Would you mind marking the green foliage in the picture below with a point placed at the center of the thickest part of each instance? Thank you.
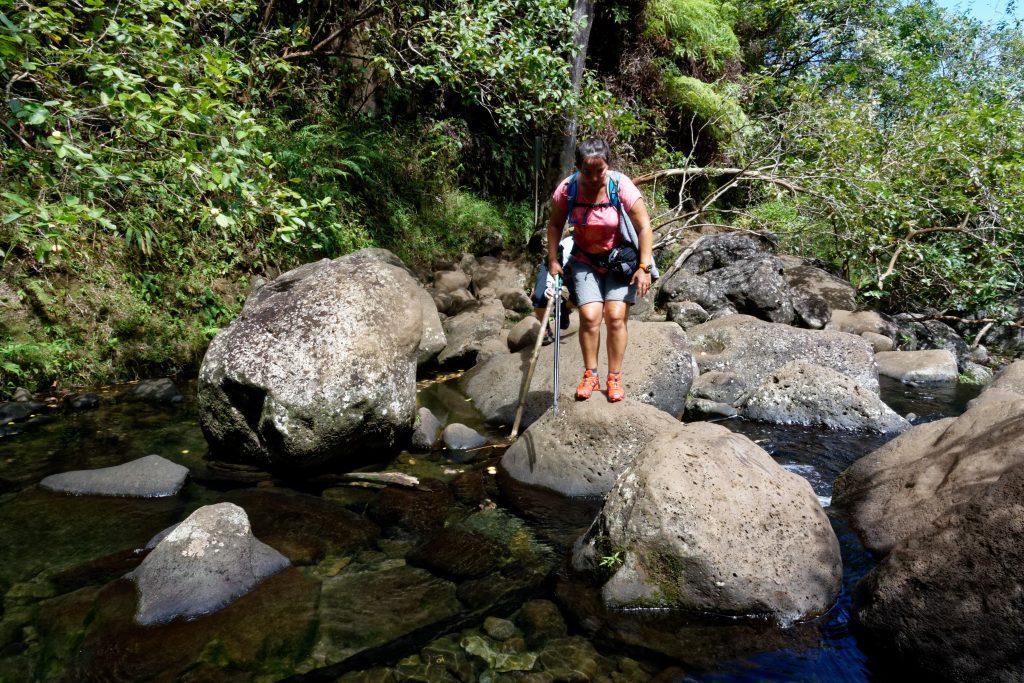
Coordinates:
(694, 30)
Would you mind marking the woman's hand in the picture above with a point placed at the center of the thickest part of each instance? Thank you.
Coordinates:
(642, 280)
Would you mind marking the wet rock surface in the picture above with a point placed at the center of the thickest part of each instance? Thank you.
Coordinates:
(152, 476)
(657, 370)
(206, 562)
(752, 349)
(924, 367)
(581, 451)
(669, 528)
(320, 367)
(802, 393)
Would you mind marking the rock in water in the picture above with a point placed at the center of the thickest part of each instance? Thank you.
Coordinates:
(802, 393)
(752, 349)
(206, 562)
(705, 520)
(899, 489)
(152, 476)
(586, 446)
(320, 367)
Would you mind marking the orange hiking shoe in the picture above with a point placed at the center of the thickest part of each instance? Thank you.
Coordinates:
(588, 385)
(615, 391)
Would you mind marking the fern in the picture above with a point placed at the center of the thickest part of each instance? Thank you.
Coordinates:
(696, 30)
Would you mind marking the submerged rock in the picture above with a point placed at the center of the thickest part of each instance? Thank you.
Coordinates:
(657, 370)
(899, 489)
(671, 532)
(584, 449)
(752, 349)
(802, 393)
(151, 476)
(321, 367)
(160, 390)
(923, 367)
(206, 562)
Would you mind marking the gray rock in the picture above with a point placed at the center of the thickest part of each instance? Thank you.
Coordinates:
(837, 292)
(81, 401)
(685, 313)
(878, 342)
(802, 393)
(151, 476)
(857, 323)
(752, 349)
(1008, 385)
(433, 340)
(468, 333)
(515, 300)
(812, 310)
(499, 275)
(156, 391)
(446, 282)
(523, 335)
(16, 411)
(586, 446)
(209, 560)
(686, 286)
(977, 374)
(945, 602)
(719, 251)
(671, 523)
(919, 367)
(428, 428)
(657, 370)
(460, 437)
(757, 287)
(898, 491)
(461, 300)
(320, 367)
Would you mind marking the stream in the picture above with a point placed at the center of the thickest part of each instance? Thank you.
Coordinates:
(386, 584)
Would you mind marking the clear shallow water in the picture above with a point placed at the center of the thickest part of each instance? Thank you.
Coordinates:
(57, 553)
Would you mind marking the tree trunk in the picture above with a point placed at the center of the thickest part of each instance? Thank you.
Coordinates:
(584, 10)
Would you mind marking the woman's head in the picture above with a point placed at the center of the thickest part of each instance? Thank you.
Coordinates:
(592, 159)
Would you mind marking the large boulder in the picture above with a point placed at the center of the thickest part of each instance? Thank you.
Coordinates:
(1008, 385)
(584, 449)
(837, 292)
(151, 476)
(671, 529)
(920, 367)
(321, 366)
(657, 370)
(474, 331)
(752, 349)
(802, 393)
(946, 603)
(897, 491)
(203, 564)
(757, 287)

------------------------------

__What to do__:
For the word "woman", return every line of the records that holds it.

__Result__:
Would you mind marking the woman's hand in the picture above with a point placed at the center of the thickest part of each instance? Thank you.
Would you mind marking the woman's head in the picture above with a point placed at the center of the thickest part of each instance? Thank you.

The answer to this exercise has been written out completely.